- EXERCISE DETAILS -
From the line containing "Would you mind marking the attached" through the last line of the entries below, repeat each line word for word and leave out the rest.

- Items from a data source -
BEGIN
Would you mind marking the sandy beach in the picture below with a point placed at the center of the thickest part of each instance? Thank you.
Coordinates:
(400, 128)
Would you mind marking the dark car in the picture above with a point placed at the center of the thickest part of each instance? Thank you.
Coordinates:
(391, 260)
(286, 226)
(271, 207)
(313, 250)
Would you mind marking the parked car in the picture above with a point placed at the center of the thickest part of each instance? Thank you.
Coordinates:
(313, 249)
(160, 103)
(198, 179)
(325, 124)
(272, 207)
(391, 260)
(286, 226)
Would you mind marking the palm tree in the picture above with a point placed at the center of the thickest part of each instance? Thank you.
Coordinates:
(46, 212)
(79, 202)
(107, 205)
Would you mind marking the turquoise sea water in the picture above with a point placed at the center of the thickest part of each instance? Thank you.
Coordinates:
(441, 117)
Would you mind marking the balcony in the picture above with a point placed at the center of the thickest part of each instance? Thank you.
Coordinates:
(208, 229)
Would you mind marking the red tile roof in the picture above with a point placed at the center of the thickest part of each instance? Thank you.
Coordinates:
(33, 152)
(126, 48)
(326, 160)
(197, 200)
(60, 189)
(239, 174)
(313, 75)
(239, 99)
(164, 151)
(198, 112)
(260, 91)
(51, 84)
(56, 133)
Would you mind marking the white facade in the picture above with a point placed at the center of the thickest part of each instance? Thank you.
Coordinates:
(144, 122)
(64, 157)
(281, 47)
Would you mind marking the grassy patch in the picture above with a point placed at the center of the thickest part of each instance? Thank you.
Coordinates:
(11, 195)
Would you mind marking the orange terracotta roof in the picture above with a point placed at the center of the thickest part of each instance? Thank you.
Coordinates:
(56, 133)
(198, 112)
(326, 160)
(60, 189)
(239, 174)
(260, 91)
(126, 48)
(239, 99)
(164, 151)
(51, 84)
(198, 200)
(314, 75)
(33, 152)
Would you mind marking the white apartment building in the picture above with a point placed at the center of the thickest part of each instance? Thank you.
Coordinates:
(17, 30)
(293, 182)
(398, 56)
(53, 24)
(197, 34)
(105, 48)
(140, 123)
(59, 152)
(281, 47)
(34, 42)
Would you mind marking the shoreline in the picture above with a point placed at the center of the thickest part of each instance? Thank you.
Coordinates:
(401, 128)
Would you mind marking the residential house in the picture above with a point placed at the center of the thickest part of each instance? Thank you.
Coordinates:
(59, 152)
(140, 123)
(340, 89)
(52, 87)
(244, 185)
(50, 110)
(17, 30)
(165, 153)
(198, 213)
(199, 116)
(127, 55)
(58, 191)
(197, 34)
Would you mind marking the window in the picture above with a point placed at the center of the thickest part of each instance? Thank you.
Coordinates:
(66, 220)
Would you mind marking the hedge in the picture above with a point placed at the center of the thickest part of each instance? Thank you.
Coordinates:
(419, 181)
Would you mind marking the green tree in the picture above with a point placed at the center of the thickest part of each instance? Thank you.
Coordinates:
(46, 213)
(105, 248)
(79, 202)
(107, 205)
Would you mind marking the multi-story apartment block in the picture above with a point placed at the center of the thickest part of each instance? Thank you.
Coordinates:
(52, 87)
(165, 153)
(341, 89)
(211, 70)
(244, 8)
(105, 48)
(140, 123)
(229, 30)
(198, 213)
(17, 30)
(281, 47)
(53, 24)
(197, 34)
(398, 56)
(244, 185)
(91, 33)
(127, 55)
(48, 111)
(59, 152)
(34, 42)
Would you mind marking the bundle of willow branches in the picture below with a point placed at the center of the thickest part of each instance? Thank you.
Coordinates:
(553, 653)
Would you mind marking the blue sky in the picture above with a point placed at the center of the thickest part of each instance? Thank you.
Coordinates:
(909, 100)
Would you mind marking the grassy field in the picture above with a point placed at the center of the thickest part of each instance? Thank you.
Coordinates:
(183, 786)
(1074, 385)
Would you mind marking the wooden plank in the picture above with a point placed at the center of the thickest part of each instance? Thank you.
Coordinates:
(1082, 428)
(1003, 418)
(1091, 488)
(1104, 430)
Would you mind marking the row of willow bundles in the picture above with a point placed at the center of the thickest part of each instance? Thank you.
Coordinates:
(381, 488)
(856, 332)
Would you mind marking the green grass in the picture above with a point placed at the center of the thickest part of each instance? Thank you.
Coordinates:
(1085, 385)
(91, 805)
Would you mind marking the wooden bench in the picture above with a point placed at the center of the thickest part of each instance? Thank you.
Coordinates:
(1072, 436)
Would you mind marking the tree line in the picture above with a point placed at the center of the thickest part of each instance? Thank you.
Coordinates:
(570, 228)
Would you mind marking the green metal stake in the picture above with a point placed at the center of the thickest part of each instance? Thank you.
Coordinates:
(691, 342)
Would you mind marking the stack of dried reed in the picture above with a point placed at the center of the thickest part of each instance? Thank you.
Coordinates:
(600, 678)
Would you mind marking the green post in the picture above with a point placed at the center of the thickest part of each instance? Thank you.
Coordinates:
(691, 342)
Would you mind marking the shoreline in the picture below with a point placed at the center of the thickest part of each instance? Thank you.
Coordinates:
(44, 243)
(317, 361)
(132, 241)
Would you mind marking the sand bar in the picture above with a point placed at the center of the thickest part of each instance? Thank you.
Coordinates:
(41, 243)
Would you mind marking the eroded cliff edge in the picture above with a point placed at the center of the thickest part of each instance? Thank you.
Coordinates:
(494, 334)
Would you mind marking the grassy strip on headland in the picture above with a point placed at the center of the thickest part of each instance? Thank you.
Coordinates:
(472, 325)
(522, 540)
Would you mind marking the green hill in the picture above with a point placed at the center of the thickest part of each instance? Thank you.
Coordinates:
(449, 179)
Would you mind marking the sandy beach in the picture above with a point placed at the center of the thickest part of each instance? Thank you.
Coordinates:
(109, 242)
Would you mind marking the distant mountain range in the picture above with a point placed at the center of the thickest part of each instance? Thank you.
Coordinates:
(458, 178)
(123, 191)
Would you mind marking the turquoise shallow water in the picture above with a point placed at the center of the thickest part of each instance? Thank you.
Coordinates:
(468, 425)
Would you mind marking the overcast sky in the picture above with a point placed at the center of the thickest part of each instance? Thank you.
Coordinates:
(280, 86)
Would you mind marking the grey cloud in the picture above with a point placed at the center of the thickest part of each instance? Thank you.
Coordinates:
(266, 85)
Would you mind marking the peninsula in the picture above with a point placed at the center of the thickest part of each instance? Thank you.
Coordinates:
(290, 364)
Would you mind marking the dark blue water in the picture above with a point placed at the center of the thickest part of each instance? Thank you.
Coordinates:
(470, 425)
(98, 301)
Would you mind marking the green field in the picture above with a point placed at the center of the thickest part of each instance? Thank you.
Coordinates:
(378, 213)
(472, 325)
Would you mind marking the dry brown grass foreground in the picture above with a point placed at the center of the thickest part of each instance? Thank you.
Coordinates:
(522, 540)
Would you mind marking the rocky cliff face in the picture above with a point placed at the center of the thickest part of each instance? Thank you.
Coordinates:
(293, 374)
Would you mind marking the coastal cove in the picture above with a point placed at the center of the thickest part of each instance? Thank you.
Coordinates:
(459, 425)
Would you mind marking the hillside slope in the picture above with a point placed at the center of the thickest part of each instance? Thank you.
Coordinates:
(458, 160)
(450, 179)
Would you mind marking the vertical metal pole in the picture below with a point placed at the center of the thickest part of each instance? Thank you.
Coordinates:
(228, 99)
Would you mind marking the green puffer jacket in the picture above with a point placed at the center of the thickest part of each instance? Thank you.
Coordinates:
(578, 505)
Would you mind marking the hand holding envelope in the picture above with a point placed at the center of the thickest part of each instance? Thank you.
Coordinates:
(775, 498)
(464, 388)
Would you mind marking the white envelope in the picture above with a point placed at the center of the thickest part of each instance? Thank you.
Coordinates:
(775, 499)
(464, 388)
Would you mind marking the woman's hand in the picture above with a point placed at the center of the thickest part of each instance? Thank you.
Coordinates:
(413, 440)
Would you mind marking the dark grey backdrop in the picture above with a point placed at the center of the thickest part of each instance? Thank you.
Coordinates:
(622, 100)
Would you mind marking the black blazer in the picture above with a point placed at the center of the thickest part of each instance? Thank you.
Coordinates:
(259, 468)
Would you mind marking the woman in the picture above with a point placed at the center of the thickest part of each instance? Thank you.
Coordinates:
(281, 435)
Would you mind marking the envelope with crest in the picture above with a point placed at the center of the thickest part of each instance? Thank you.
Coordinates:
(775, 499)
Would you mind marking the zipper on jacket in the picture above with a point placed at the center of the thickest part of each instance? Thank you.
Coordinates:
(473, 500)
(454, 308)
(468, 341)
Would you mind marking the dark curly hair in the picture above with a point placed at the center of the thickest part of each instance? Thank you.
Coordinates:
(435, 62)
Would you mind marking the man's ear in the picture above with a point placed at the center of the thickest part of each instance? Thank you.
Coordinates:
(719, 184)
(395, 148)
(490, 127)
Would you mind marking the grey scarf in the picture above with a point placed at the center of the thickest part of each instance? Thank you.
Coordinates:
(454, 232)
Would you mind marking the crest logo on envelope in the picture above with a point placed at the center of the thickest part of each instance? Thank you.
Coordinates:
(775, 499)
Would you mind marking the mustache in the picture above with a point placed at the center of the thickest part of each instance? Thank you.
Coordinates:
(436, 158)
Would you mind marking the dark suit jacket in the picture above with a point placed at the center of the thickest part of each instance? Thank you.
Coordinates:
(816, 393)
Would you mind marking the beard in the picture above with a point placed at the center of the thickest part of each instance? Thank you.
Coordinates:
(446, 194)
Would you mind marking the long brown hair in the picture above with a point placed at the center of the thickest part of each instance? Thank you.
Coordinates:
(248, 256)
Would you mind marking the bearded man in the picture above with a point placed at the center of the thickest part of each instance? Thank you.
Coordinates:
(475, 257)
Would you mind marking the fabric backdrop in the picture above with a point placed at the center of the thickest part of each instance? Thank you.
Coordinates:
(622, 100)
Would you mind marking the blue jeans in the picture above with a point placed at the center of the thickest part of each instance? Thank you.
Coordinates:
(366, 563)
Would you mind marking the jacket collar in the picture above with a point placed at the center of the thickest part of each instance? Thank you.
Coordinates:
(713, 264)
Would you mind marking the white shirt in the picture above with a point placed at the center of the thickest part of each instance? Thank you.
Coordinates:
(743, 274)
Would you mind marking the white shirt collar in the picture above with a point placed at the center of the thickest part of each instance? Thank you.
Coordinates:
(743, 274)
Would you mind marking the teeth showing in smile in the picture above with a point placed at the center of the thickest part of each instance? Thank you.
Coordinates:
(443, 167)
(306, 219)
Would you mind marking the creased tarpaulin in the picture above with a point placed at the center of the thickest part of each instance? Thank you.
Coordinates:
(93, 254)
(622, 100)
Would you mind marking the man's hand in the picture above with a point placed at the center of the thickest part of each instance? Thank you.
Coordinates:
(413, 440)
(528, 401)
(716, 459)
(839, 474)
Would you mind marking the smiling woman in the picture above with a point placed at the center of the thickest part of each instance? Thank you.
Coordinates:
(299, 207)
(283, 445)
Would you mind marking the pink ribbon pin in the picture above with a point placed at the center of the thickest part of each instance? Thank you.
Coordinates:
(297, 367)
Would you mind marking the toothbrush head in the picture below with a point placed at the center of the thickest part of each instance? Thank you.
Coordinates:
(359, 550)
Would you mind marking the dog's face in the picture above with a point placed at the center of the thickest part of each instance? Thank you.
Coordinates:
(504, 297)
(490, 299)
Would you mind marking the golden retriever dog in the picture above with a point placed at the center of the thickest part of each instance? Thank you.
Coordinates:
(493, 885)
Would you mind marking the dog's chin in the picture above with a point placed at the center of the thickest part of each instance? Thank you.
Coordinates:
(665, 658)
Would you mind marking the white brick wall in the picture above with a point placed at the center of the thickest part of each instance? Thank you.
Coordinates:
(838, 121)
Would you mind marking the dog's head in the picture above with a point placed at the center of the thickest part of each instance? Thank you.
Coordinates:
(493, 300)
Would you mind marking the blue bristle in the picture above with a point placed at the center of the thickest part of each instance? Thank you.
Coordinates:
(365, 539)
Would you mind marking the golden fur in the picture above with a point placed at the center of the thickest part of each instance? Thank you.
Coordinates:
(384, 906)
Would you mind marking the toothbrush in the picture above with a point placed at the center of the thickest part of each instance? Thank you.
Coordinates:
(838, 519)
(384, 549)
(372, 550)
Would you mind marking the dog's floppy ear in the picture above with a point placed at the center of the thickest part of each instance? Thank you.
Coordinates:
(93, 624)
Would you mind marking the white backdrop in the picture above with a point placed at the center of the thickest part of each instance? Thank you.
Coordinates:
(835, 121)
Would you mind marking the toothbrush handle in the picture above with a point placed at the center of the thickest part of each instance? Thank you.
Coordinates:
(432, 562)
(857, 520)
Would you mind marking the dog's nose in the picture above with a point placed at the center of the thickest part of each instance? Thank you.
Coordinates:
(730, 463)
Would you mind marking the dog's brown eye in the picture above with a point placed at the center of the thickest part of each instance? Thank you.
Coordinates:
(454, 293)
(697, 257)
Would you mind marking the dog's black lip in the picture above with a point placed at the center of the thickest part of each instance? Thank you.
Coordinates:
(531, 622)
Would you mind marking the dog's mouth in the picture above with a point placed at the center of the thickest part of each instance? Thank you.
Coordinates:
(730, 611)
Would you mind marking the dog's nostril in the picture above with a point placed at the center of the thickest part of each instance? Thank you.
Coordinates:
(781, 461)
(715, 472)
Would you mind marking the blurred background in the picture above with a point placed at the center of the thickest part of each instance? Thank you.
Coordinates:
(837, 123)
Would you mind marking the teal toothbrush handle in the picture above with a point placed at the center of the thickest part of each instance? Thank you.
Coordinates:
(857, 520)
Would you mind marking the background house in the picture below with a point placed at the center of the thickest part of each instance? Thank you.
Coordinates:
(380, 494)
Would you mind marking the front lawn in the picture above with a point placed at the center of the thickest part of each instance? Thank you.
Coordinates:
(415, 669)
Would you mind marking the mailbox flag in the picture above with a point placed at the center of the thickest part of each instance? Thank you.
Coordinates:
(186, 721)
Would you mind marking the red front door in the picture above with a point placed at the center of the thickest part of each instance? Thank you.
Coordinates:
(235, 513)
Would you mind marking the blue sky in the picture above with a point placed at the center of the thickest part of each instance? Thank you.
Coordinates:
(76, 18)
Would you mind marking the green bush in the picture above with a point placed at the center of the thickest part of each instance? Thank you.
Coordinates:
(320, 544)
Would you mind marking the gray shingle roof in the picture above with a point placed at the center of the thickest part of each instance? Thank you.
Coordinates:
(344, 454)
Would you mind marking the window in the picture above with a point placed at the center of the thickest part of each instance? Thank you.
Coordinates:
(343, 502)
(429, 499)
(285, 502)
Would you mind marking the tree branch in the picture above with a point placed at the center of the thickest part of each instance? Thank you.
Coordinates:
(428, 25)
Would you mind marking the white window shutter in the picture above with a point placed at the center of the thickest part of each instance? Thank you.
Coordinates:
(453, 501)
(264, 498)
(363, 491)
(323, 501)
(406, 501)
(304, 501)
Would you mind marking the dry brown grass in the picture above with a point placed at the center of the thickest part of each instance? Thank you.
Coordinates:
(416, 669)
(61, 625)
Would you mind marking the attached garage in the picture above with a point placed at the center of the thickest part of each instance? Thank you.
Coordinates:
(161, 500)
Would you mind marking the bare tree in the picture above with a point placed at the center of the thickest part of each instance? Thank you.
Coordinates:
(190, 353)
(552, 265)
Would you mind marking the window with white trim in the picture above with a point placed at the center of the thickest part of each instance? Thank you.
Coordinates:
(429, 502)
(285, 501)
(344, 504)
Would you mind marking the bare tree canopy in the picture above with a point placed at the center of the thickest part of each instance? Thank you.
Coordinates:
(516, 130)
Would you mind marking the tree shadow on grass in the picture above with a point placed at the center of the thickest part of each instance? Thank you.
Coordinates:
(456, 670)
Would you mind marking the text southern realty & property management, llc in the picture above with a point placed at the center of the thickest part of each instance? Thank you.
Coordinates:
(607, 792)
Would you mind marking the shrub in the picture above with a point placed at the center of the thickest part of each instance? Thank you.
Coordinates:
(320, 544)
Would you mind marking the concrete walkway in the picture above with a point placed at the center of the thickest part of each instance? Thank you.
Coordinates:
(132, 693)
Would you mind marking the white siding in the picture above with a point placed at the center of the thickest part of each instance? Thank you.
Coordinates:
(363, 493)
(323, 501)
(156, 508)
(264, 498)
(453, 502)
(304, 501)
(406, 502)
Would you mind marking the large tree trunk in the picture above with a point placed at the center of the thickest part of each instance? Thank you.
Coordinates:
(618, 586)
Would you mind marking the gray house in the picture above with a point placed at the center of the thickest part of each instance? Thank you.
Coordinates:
END
- RESULT OF THIS EXERCISE -
Would you mind marking the attached garage in the picture above with a point placed at the center of the thickest part of each instance? Thank you.
Coordinates:
(161, 500)
Would you mind marking the bare tree in the picture above with a point placed at the center of the thickest part of each instance? Thank you.
Coordinates:
(190, 353)
(552, 265)
Would you mind marking the window with white trim in the picture above with a point placed at the center of the thickest part of each instance? Thank you.
Coordinates:
(429, 502)
(285, 501)
(344, 504)
Would you mind marking the bare tree canopy in the picture above with a point placed at the center of the thickest part of each instance? Thank you.
Coordinates:
(516, 130)
Would you mind marking the tree shadow on grass in the picture above with a point placed at the center of the thickest part of each instance? Thank you.
Coordinates:
(456, 670)
Would you mind marking the text southern realty & property management, llc in the picture above with a point placed at the center of the thickest part of each instance? Thank you.
Coordinates:
(607, 792)
Would you mind marking the shrub in the picture above with a point placed at the center of the thickest part of each instance? Thank you.
Coordinates:
(320, 544)
Would you mind marking the concrete walkway in the picture above with a point placed at the center of the thickest part of each instance? Thank you.
Coordinates:
(132, 693)
Would you mind marking the white siding in the picture above with a point placed at the center of the thickest part of each instance? Thank you.
Coordinates:
(363, 493)
(323, 501)
(156, 508)
(264, 498)
(453, 502)
(304, 501)
(406, 502)
Would you mind marking the large tree trunk in the picture above with a point placed at the center of the thickest part of each instance? Thank you.
Coordinates:
(618, 586)
Would you mind marking the gray house in the picture above with a point placed at the center of the thickest part of each instance? Thank you.
Coordinates:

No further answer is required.